GOAL OF THE EXERCISE.
Pull out every line of the records below that contains the word "branch", and copy each of those lines in full.

Coordinate labeling data.
================
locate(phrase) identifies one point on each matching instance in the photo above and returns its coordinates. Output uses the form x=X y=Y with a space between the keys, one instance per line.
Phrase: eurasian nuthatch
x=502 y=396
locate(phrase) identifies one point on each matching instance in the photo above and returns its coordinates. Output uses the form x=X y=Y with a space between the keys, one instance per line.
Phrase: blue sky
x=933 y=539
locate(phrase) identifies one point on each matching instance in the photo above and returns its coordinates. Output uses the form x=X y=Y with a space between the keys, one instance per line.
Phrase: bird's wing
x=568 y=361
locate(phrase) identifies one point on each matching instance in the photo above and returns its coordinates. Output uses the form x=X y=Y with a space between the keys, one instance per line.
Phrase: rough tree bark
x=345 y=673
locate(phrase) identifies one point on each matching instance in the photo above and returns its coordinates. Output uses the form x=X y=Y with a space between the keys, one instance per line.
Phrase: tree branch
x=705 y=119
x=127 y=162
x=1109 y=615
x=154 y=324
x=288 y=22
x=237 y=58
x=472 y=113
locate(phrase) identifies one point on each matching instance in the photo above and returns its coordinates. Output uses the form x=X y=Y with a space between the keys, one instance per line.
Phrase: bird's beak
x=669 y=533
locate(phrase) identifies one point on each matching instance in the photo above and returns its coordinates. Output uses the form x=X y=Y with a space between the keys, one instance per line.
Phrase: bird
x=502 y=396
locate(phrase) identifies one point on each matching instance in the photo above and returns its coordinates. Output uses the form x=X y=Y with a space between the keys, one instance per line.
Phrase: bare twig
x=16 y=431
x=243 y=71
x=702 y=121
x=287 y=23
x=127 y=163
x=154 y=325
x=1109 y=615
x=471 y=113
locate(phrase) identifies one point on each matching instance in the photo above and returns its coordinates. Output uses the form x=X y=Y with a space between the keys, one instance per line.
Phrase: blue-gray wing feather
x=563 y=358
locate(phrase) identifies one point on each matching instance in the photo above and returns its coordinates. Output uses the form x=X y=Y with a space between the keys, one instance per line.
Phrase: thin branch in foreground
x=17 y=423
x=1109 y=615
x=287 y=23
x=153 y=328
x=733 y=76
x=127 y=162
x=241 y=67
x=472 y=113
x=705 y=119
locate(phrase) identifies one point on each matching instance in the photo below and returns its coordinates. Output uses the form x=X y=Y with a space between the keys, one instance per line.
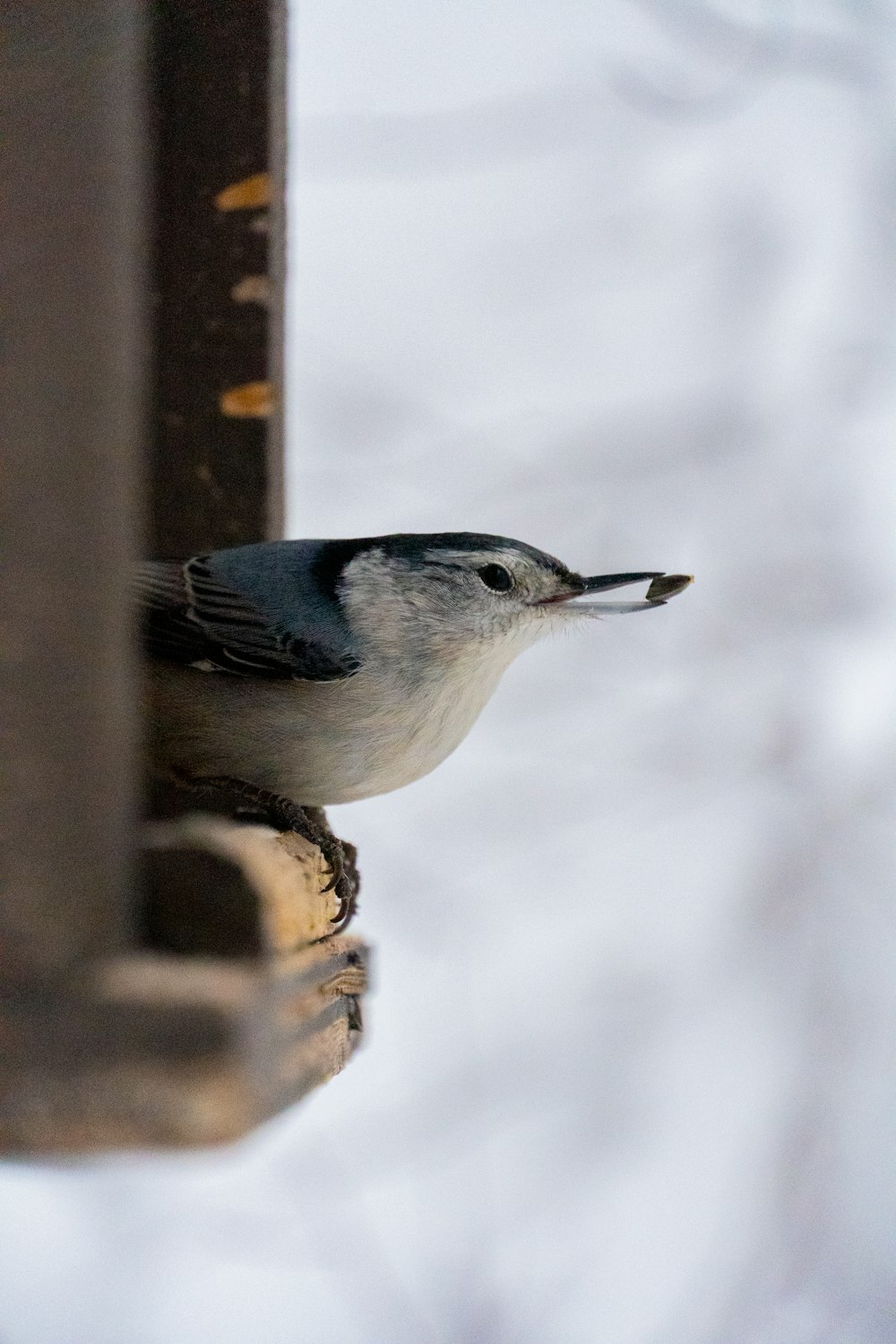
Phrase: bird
x=290 y=675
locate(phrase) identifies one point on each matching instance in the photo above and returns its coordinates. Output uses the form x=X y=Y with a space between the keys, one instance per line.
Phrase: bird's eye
x=495 y=577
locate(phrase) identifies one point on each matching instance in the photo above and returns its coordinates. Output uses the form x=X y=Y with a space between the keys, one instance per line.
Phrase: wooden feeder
x=161 y=983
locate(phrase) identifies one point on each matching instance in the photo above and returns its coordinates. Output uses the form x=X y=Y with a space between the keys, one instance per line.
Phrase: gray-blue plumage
x=349 y=667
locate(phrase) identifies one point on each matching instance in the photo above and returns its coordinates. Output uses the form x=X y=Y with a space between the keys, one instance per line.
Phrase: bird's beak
x=662 y=586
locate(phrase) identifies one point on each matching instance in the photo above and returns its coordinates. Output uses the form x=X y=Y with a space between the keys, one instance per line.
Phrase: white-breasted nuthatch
x=298 y=674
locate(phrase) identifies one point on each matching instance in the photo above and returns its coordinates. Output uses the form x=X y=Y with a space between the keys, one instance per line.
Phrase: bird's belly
x=314 y=742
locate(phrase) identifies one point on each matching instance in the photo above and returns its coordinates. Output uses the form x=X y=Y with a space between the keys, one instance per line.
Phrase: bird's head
x=465 y=594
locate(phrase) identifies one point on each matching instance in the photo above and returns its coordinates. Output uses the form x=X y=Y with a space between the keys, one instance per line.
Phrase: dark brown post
x=72 y=359
x=142 y=241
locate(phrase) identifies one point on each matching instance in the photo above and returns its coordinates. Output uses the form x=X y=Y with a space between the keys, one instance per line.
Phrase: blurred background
x=616 y=280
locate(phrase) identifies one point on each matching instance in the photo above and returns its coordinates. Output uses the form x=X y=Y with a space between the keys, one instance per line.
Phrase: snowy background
x=619 y=280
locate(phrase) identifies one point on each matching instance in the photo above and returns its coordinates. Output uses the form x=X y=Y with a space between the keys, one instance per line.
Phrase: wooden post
x=185 y=1002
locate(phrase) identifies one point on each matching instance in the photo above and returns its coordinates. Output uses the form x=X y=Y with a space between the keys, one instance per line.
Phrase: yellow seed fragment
x=250 y=194
x=249 y=401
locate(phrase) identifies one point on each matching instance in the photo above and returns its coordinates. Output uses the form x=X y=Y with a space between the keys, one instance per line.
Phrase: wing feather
x=191 y=617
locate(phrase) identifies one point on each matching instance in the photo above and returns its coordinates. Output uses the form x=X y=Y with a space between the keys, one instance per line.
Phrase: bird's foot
x=306 y=822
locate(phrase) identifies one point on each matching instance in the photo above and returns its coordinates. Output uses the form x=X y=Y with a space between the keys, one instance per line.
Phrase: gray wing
x=190 y=616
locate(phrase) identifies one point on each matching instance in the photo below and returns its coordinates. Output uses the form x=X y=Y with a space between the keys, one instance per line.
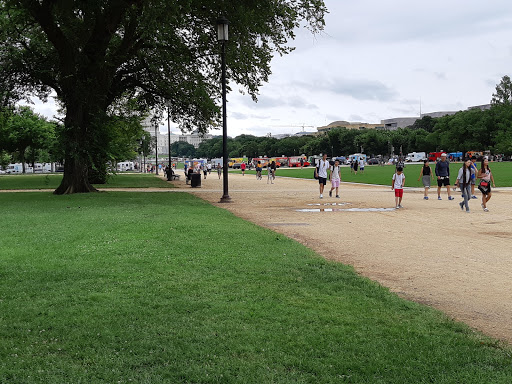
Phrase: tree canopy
x=160 y=53
x=503 y=94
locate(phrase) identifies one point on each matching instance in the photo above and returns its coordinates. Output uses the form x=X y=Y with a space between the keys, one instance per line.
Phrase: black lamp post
x=169 y=141
x=222 y=37
x=156 y=148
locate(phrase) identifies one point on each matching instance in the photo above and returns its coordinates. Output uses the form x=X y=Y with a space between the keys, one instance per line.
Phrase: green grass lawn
x=52 y=181
x=374 y=174
x=151 y=288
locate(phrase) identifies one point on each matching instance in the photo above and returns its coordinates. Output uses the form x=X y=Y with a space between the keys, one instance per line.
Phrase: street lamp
x=156 y=148
x=169 y=141
x=222 y=37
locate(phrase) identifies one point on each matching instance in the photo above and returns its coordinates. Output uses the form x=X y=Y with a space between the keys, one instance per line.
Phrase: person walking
x=361 y=164
x=443 y=176
x=271 y=172
x=474 y=172
x=426 y=177
x=321 y=173
x=258 y=170
x=398 y=185
x=464 y=182
x=485 y=183
x=335 y=178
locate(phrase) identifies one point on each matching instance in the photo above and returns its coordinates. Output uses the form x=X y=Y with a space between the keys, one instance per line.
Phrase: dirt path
x=430 y=251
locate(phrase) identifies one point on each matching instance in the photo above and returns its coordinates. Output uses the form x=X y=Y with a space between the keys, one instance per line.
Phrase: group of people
x=355 y=164
x=466 y=180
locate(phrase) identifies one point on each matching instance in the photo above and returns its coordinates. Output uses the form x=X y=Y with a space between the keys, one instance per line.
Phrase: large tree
x=25 y=130
x=93 y=53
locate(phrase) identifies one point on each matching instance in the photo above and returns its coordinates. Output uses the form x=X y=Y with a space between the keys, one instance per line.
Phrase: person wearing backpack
x=321 y=174
x=398 y=186
x=335 y=178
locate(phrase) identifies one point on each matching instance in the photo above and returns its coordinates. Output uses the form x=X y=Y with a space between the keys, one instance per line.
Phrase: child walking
x=335 y=177
x=398 y=186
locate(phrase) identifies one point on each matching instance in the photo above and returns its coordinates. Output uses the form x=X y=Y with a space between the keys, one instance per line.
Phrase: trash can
x=195 y=180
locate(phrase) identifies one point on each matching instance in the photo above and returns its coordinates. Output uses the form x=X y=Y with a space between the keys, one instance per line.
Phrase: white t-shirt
x=322 y=168
x=399 y=180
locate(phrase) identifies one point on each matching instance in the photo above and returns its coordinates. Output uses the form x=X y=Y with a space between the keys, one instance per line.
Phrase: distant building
x=439 y=114
x=398 y=122
x=195 y=138
x=402 y=122
x=482 y=107
x=348 y=125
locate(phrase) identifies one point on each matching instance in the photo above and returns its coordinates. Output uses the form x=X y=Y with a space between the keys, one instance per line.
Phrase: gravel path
x=429 y=251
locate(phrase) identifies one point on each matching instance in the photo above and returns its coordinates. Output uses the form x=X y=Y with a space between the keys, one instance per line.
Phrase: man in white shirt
x=321 y=171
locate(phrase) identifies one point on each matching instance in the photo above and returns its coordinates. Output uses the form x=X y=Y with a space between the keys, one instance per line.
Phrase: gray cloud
x=360 y=89
x=293 y=101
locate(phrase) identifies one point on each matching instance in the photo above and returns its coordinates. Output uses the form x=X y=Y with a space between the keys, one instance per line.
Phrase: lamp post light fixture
x=222 y=37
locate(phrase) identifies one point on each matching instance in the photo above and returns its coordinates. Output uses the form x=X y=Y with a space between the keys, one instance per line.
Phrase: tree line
x=472 y=130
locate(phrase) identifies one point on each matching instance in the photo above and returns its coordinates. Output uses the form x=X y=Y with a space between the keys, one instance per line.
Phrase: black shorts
x=443 y=181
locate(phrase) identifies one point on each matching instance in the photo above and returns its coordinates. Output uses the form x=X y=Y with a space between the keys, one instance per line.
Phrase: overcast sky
x=376 y=60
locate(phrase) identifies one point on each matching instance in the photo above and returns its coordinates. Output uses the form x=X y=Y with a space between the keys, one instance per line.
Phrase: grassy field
x=52 y=181
x=151 y=288
x=374 y=174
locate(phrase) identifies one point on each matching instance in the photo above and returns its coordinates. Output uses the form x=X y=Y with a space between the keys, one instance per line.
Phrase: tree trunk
x=77 y=152
x=76 y=178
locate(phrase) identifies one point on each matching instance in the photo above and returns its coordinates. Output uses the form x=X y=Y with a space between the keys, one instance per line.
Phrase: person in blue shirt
x=443 y=176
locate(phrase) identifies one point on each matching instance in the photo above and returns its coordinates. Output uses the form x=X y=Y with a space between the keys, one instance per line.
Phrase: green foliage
x=381 y=175
x=27 y=136
x=465 y=131
x=162 y=54
x=52 y=181
x=183 y=149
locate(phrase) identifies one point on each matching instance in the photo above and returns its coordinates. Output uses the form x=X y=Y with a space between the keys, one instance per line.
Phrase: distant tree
x=25 y=130
x=503 y=93
x=183 y=149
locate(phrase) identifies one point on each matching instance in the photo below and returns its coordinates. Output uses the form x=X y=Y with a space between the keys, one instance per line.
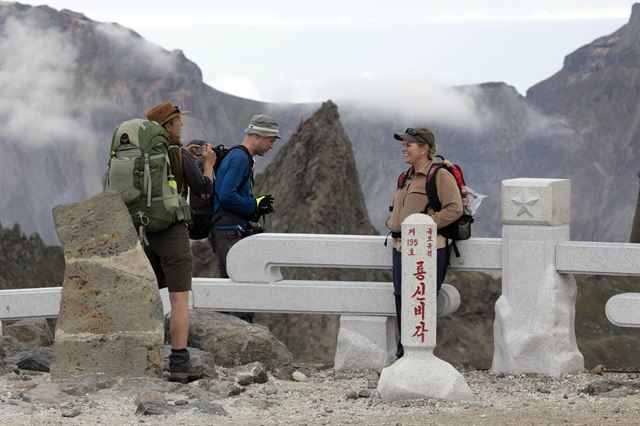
================
THE OUTPUT.
Phrase: tree branch
Phrase: thin branch in foreground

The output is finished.